Does the passage on LinkedIn video for businesses support each of these statements? Answer yes or no for each and quote the words of the passage that decide it. (a) When LinkedIn first allowed native video uploads, clips could go only to a personal profile. (b) Video posts cannot be promoted as sponsored content in the LinkedIn feed. (c) YouTube shows you the people who watched your videos.

## Begin Excerpted passage

LinkedIn has now rolled out video for businesses, which has big implications for corporate communications specialists and marketers.

When LinkedIn launched the ability to upload videos natively seven months ago, you could only upload clips to your personal LinkedIn profile. It meant you no longer needed to upload your video to YouTube and paste a sharing link in your post.

Now, you can upload video to your Company Page as well (here is ours).

Also, while you've been able to pay for your text and image posts to appear in the LinkedIn feed as sponsored content, you can now promote video content, too.

LinkedIn says uploading the video file directly to your individual or now Company Page means:

  1. Professional context – Your thought leadership or subject matter videos no longer sit alongside cute-cat-videos on YouTube, with all sorts of advertising served on your videos.
  2. Above the noise – If a photo on LinkedIn paints a thousand words, a video paints a million
  3. Variety – Video is the ultimate way to show, not tell

These are a given, but I have some additional reasons why native videos on LinkedIn are a great idea:

  1. KYV (Know Your Viewer) – YouTube doesn't show you – let alone help you make contact with – the people who watched your videos. LinkedIn does.
  2. Landing page – On some occasions we have produced news content for clients who then uploaded the video to YouTube, but did not have a landing page to embed the video in. This is a problem because YouTube does not allow you to annotate your video with a link to your website without having gone through an approval process (otherwise people could bypass Google AdWords). With native video on LinkedIn, your LinkedIn company page can serve as that landing page. This is particularly important if you are promoting the video through Dianomi or similar content accelerators.

## End Excerpted passage
## Begin Record extracts

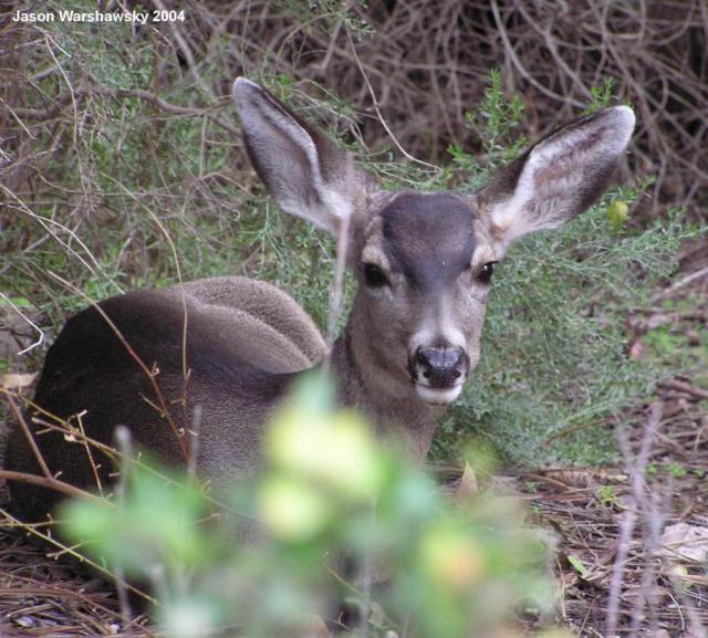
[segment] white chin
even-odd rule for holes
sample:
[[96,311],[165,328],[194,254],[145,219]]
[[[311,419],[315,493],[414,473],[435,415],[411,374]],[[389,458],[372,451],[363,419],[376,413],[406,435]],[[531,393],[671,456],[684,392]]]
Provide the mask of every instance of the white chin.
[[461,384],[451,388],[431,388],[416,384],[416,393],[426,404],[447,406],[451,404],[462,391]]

## End Record extracts
## Begin Record extracts

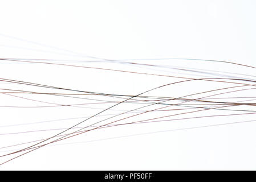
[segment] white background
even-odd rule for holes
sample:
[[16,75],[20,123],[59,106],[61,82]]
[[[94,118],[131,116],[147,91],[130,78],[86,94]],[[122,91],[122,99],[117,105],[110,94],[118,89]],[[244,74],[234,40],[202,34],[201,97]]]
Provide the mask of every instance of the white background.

## End Record extracts

Right answer:
(a) Yes: "you could only upload clips to your personal LinkedIn profile"
(b) No: "you can now promote video content, too"
(c) No: "YouTube doesn't show you – let alone help you make contact with – the people who watched your videos"